Reproduce every row below word for word, keeping each line unchanged.

[Mask labeling examples]
════════════════
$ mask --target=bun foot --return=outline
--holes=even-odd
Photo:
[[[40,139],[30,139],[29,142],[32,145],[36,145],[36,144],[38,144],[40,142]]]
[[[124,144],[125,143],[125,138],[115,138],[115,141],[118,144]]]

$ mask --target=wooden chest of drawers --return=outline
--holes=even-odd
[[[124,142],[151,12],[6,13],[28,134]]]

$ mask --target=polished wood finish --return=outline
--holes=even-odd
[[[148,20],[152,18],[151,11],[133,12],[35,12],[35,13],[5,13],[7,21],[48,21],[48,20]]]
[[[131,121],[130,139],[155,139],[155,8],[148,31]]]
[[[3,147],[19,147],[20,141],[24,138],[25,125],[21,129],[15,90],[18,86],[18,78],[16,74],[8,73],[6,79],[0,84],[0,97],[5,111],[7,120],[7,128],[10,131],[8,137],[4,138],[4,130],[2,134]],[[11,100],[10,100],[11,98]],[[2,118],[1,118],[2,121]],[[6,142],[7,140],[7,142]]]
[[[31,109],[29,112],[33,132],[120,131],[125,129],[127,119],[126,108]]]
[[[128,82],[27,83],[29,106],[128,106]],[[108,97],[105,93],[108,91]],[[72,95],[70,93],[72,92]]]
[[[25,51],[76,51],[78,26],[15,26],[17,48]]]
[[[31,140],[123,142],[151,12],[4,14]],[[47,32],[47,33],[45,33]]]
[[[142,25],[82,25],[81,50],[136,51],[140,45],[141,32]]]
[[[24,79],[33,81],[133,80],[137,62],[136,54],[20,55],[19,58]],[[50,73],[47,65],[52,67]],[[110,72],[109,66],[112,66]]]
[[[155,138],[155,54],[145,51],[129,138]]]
════════════════
### Response to this task
$ mask --target=bun foot --return=outline
--holes=even-odd
Photo:
[[[40,139],[30,139],[29,142],[32,145],[36,145],[36,144],[38,144],[40,142]]]
[[[124,144],[125,143],[125,138],[115,138],[115,141],[118,144]]]

$ mask --target=wooden chest of drawers --return=outline
--holes=even-odd
[[[124,142],[151,12],[6,13],[28,134]]]

$ mask --target=polished wood finish --return=outline
--holes=even-odd
[[[148,20],[152,18],[151,11],[133,12],[35,12],[35,13],[5,13],[7,21],[48,21],[48,20]]]
[[[131,121],[130,139],[155,139],[155,8],[148,31]]]
[[[3,147],[19,147],[20,141],[24,138],[25,125],[21,129],[15,90],[18,86],[18,78],[16,74],[8,73],[6,79],[0,84],[0,97],[5,111],[7,120],[7,128],[10,131],[8,137],[4,138],[4,130],[2,134]],[[11,100],[10,100],[11,98]],[[2,118],[1,118],[2,121]],[[6,142],[7,140],[7,142]]]
[[[31,109],[29,112],[33,132],[120,131],[125,129],[127,119],[126,108]]]
[[[128,82],[27,83],[29,106],[128,106]],[[108,97],[105,93],[108,91]],[[72,95],[70,93],[72,92]]]
[[[25,51],[76,51],[78,26],[15,26],[17,48]]]
[[[31,140],[123,142],[151,12],[4,14]],[[47,32],[47,33],[45,33]]]
[[[142,25],[82,25],[81,50],[136,51],[140,45],[141,32]]]
[[[24,79],[33,81],[133,80],[137,62],[136,54],[20,55],[19,58]],[[50,73],[47,65],[52,67]],[[110,72],[109,66],[112,66]]]
[[[155,138],[155,54],[145,51],[129,138]]]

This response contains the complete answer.